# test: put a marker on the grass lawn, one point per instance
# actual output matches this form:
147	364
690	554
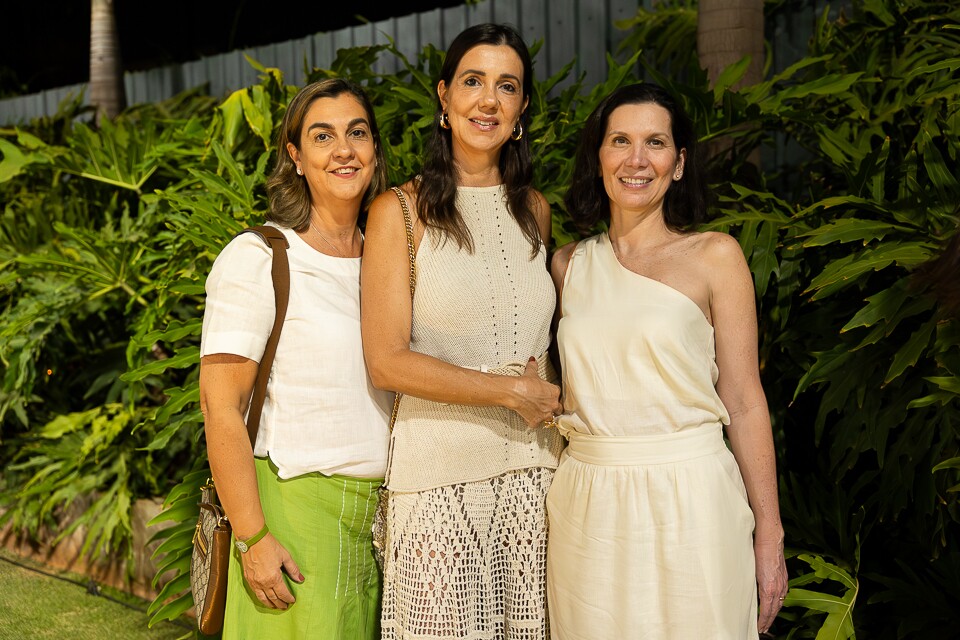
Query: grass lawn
37	606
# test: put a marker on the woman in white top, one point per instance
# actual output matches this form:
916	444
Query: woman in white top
657	530
303	498
470	461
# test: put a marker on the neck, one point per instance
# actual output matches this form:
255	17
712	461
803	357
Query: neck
637	230
334	222
477	170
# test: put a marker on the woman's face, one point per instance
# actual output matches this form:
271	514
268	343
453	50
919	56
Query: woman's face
336	153
638	158
484	99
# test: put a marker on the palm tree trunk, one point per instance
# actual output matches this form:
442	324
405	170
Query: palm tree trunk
106	74
728	30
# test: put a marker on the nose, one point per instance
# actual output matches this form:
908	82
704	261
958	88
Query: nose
344	148
489	98
637	157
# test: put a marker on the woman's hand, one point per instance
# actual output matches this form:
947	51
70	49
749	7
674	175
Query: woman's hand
771	580
263	567
536	399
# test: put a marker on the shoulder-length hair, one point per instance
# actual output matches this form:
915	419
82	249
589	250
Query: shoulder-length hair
288	192
437	187
685	203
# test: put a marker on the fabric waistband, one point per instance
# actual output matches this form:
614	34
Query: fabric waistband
656	449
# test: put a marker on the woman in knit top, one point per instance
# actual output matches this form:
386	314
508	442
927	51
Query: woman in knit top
470	460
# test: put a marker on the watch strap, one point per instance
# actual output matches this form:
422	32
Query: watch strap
244	545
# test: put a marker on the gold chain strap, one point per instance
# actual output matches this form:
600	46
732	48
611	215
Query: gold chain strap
412	254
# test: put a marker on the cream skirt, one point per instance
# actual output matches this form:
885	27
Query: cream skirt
468	561
651	538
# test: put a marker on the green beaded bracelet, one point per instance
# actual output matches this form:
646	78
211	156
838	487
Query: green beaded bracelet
244	545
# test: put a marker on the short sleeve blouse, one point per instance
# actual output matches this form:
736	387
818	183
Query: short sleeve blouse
321	411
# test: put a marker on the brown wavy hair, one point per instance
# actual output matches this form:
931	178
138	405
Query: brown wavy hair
288	192
437	187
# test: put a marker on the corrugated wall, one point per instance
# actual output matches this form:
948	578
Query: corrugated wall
581	29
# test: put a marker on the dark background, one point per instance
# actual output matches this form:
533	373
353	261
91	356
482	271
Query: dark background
46	43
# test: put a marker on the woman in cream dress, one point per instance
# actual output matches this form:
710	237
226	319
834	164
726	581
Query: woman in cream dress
657	530
470	463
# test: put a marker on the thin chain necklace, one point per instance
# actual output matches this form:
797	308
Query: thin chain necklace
324	238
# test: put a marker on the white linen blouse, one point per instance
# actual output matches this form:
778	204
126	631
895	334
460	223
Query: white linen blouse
321	411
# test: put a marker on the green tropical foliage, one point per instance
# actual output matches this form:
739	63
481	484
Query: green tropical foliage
108	234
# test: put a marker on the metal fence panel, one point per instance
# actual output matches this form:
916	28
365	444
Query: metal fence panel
581	30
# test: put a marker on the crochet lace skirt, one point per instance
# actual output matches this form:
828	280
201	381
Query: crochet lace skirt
468	561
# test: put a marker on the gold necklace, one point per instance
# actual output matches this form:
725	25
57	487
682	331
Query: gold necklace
324	238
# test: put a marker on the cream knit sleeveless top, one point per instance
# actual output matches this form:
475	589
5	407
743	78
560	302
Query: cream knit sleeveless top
488	310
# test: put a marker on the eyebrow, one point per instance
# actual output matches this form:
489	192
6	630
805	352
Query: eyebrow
330	127
477	72
655	134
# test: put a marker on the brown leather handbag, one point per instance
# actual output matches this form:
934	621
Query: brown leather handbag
380	515
211	538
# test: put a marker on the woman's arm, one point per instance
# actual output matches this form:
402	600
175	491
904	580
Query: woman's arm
733	308
226	382
385	313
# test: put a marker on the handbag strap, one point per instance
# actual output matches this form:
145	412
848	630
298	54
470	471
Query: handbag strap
412	255
280	273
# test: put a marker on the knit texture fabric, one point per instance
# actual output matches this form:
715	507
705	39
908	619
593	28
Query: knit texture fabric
491	310
468	561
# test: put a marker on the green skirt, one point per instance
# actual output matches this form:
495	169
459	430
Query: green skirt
324	522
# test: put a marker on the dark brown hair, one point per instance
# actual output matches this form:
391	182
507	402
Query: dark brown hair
288	192
437	187
685	203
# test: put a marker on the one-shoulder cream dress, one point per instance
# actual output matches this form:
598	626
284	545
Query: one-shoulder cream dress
650	528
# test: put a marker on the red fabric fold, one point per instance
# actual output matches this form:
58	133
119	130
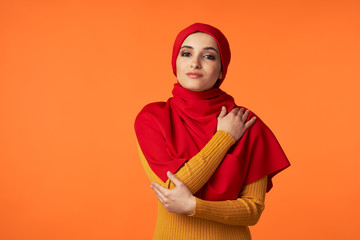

-*-*-

= OBJECTIVE =
Can you copy every row above back out word for word, leaving out the pictures?

= WORKED SOLUTION =
# test: put a marker on the grass lawn, one point per instance
# actual output matches this form:
147	364
690	554
Query: grass lawn
37	606
# test: put a marker on the woman in white top, one point per instance
# actual output matches this form:
916	444
Query: woman in white top
657	530
303	498
470	461
# test: put a marker on the neck, one point per instance
# actual output matches this form:
255	17
712	461
803	357
Query: neck
637	230
334	222
477	170
# test: put a marker on the woman's face, one point per instance
# actual output matches this form:
271	514
268	343
453	50
919	56
Query: woman's face
336	153
638	158
484	99
# test: put a marker on the palm tree trunk, one point per instance
# actual output matches this form:
442	324
405	170
Query: palm tree trunk
106	74
728	30
# test: put a marker on the nose, one point per instance
# actual output matches this form:
908	82
704	261
958	88
Query: nose
344	148
489	98
637	157
# test: put a marker on the woman's hand, one point per instance
# actual output matches this form:
947	51
70	49
749	7
674	175
Query: woman's hand
771	580
263	567
536	399
# test: put a marker on the shoulder-length hair, one point per instance
# actual output matches this form:
915	419
82	249
589	250
Query: shoulder-length hair
288	192
437	187
685	203
# test: put a marker on the fabric waistband, one point per instance
# actual output matches this form:
614	34
Query: fabric waistband
656	449
# test: put a marker on the woman in knit top, one point per instance
# actual output matches this form:
386	314
508	442
927	51
Query: woman in knit top
470	460
# test: put a marker on the watch strap, one point per instance
# actual output matches this form:
422	32
Query: watch strap
244	545
# test: put a marker on the gold chain strap, one point per instance
# actual output matches this form:
600	46
732	48
611	215
Query: gold chain strap
412	254
# test: put a marker on the cream skirt, one point per instance
# actual output matches this form:
885	27
Query: cream skirt
468	561
651	538
# test: put a marker on the green beaded bracelet, one point per instance
# actual output matches this form:
646	78
211	156
838	487
Query: green beaded bracelet
244	545
# test: put a marker on the short sleeve blouse, one point per instance
# actual output matches this form:
736	387
818	183
Query: short sleeve blouse
321	411
# test: put a marker on the brown wavy hair, one point per instance
# actual output matches this form:
931	178
138	405
Query: brown wavy hair
288	192
437	187
# test: put a marker on the corrugated wall, one point per instance
# actual output matches this form:
948	578
Query: corrugated wall
581	29
# test: put a marker on the dark background, one point per instance
# actual output matches this form:
533	373
353	261
91	356
482	271
Query: dark background
46	43
# test: put a marker on the woman in cream dress, one point per instance
# actual output matches this form:
710	237
226	319
834	164
726	581
Query: woman in cream dress
657	530
470	463
# test: put a marker on the thin chain necklace, one point per instance
# actual output matches this form:
797	308
Query: thin chain necklace
324	238
# test: put a marker on the white linen blouse, one point per instance
# actual output matches this form:
778	204
126	631
895	334
460	223
Query: white linen blouse
321	411
# test: put a marker on the green tropical foliage, one point per instance
# actual output matches this form:
739	63
481	484
Query: green tropical foliage
108	234
# test: put a marker on the metal fence panel, one point per instance
# actual output matches this form:
916	28
365	444
Query: metal fence panel
581	30
# test: put a marker on the crochet lace skirt, one point per instance
# actual output matches this form:
828	280
201	381
Query: crochet lace skirt
468	561
# test: put a marker on the gold necklace, one point per instance
# actual output matches this form:
725	25
57	487
682	331
Query: gold necklace
324	238
# test: put a marker on the cream knit sleeveless top, one point per instance
# actual output matches this form:
475	589
5	407
743	78
560	302
Query: cream knit sleeveless top
488	310
# test: put a marker on the eyebrow, one point per instance
# actual output matches this form:
489	192
6	630
805	352
Query: eyebrow
330	127
477	72
655	134
# test: put a marker on the brown leather handbag, one point per instance
# actual output matches this form:
934	621
Query: brown leather handbag
380	515
211	538
# test: put a marker on the woman's arm, one point per instance
# actual output matches this form:
402	600
175	491
904	580
Query: woman's arm
733	308
226	382
385	313
# test: put a marker on the handbag strap, one point per instance
# actual output matches this form:
145	412
848	630
298	54
470	471
Query: handbag strap
412	255
280	273
# test: put a marker on the knit texture fabric, one point per instance
# actual output matches this form:
715	507
705	39
908	619
593	28
Query: knit texture fabric
491	310
468	561
# test: put a marker on the green skirt, one point per instance
# actual output matches this form:
495	169
459	430
Query: green skirt
324	522
# test: put a marker on the dark brown hair, one point per instance
# actual output matches this form:
391	182
507	402
Query: dark brown hair
288	192
437	187
685	203
# test: put a marker on the one-shoulder cream dress, one point per instance
# actual output matches this form:
598	626
284	545
Query: one-shoulder cream dress
650	528
# test: put a marker on the red fabric fold, one point per instance
# actual output matches this form:
58	133
119	130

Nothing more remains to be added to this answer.